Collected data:
------------------------

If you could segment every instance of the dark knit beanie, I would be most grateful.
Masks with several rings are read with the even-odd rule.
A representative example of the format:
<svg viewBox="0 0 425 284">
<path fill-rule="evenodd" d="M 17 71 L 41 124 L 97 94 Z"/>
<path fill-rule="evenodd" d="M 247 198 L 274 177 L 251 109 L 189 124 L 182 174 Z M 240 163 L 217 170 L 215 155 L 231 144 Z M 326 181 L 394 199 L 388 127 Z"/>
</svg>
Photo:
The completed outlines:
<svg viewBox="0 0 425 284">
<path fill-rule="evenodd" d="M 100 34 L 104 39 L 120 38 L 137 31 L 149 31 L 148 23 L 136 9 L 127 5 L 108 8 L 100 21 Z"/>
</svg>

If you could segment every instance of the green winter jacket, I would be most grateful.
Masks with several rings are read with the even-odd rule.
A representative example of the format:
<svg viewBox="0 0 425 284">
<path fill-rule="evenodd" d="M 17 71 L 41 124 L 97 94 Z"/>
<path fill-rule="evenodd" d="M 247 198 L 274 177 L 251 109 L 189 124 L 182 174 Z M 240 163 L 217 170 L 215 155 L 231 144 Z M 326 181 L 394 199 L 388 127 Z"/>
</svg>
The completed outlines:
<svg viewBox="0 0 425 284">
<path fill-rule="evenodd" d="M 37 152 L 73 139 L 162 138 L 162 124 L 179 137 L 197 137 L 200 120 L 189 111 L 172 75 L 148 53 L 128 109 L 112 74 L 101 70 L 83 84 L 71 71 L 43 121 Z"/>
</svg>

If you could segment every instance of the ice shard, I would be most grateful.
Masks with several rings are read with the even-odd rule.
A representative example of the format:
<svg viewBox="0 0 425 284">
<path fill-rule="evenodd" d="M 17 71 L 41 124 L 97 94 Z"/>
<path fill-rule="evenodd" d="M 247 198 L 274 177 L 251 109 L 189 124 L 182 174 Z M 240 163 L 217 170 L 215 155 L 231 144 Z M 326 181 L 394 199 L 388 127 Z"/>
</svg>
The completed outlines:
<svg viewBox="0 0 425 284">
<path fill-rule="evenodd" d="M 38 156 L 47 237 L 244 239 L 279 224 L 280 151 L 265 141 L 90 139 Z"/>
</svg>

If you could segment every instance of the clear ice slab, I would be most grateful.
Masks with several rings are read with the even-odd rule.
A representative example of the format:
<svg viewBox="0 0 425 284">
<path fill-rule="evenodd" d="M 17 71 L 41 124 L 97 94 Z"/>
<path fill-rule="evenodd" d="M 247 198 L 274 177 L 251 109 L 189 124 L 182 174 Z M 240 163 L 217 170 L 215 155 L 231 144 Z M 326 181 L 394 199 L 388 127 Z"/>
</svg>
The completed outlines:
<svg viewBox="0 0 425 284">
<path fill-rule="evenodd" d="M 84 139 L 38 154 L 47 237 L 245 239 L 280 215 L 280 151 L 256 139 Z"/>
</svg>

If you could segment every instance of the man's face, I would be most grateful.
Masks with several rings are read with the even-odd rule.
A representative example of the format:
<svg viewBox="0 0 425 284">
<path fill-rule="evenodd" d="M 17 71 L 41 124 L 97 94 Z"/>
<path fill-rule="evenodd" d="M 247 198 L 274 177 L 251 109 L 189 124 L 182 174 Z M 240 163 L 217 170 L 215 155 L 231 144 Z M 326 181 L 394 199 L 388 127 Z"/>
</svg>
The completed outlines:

------------------------

GOAL OF THE EXERCISE: A word-for-word transcription of all the data is needed.

ANSWER SECTION:
If you could segment every instance of the dark knit beanie, I would be most grateful.
Masks with several rings are read with the even-odd rule.
A representative example of the format:
<svg viewBox="0 0 425 284">
<path fill-rule="evenodd" d="M 17 71 L 41 124 L 97 94 Z"/>
<path fill-rule="evenodd" d="M 247 198 L 274 177 L 251 109 L 189 124 L 182 174 Z M 240 163 L 217 170 L 215 155 L 231 144 Z M 326 181 L 394 199 L 388 127 Z"/>
</svg>
Photo:
The completed outlines:
<svg viewBox="0 0 425 284">
<path fill-rule="evenodd" d="M 100 34 L 104 39 L 120 38 L 137 31 L 149 31 L 148 23 L 136 9 L 127 5 L 108 8 L 100 21 Z"/>
</svg>

If you could segment every instance of the green winter jacket, I would be most grateful.
Masks with several rings are read with the even-odd rule.
A representative example of the format:
<svg viewBox="0 0 425 284">
<path fill-rule="evenodd" d="M 17 71 L 41 124 L 97 94 Z"/>
<path fill-rule="evenodd" d="M 247 198 L 274 177 L 251 109 L 189 124 L 182 174 Z M 240 163 L 217 170 L 215 155 L 231 144 Z M 326 181 L 394 199 L 388 127 Z"/>
</svg>
The completed outlines:
<svg viewBox="0 0 425 284">
<path fill-rule="evenodd" d="M 37 152 L 73 139 L 162 138 L 162 124 L 179 137 L 197 137 L 200 120 L 189 111 L 172 75 L 148 53 L 128 109 L 112 74 L 101 70 L 83 84 L 71 71 L 43 121 Z"/>
</svg>

If you could segment every instance of the ice shard, I would be most grateful.
Masks with several rings are read with the even-odd rule.
A representative example of the format:
<svg viewBox="0 0 425 284">
<path fill-rule="evenodd" d="M 17 71 L 41 124 L 97 94 Z"/>
<path fill-rule="evenodd" d="M 247 198 L 274 177 L 251 109 L 189 124 L 182 174 Z M 240 163 L 217 170 L 215 155 L 231 144 Z M 326 181 L 394 199 L 388 127 Z"/>
</svg>
The completed outlines:
<svg viewBox="0 0 425 284">
<path fill-rule="evenodd" d="M 38 156 L 47 237 L 244 239 L 279 224 L 280 151 L 265 141 L 90 139 Z"/>
</svg>

If you could segment every instance of the clear ice slab, I would be most grateful.
Masks with several rings are read with the even-odd rule.
A representative example of the format:
<svg viewBox="0 0 425 284">
<path fill-rule="evenodd" d="M 17 71 L 41 124 L 97 94 Z"/>
<path fill-rule="evenodd" d="M 247 198 L 274 177 L 251 109 L 189 124 L 182 174 Z M 240 163 L 217 170 L 215 155 L 231 144 Z M 326 181 L 394 199 L 388 127 Z"/>
</svg>
The completed outlines:
<svg viewBox="0 0 425 284">
<path fill-rule="evenodd" d="M 84 139 L 38 154 L 47 237 L 245 239 L 280 215 L 280 151 L 256 139 Z"/>
</svg>

If you could segment every instance of the man's face, I would be most grateful.
Masks with several rings are read with the even-odd rule.
A representative example of the format:
<svg viewBox="0 0 425 284">
<path fill-rule="evenodd" d="M 17 71 L 41 124 L 97 94 Z"/>
<path fill-rule="evenodd" d="M 247 198 L 274 177 L 251 109 L 189 124 L 182 174 Z M 240 163 L 217 170 L 215 155 L 231 144 Z M 326 181 L 394 199 L 388 127 Z"/>
</svg>
The completed outlines:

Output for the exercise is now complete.